* **Brief**
Print the material below verbatim, preserving every line in its original order.

============

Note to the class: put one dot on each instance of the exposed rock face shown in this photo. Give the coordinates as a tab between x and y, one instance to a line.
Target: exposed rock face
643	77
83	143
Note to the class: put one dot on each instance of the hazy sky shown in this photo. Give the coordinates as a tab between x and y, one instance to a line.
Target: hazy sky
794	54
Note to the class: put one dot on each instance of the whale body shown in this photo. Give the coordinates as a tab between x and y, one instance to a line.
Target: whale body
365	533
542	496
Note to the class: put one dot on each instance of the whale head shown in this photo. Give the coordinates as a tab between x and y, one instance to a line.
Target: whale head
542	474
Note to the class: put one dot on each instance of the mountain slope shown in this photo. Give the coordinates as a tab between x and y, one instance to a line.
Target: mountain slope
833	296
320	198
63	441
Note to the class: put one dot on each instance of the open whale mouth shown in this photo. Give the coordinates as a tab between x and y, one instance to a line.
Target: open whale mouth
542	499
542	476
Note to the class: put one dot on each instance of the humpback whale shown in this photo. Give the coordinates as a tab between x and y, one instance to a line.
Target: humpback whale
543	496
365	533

============

* **Finished exercise**
Note to the class: put one dot on each instance of the exposed rock face shown in this photo. Give the coordinates as a tab between x and y, one instance to a line.
Target: exposed rock face
643	77
83	143
Note to the class: put one dot on each instance of the hazy sky shown in this photo. Give the coordinates as a tab between x and y, one instance to a line.
Target: hazy sky
794	54
Note to the class: put one dot on each instance of the whale body shown in this photo. Give the coordinates as a tab between x and y, one instance to a line.
Target: whale body
365	533
542	496
Note to the class: put one dot on each instance of the whale head shown in this photo. Give the coordinates as a tab between x and y, one instance to a line.
Target: whale head
542	474
Note to the class: put one dot on each instance of the mountain slope shown in this photo. Give the coordinates as a tab between x and y, one instance to a line.
Target: mountain slope
833	296
320	198
63	441
Note to the class: put one dot on each instance of the open whale mouth shown in this photo. Give the coordinates as a tab between x and y, one instance to a line.
Target: open whale mouth
542	499
542	476
Note to the class: put one dot on each instance of the humpback whale shown in this photo. Give the coordinates as a tab between x and y, one instance to a line.
Target: humpback whale
543	496
365	533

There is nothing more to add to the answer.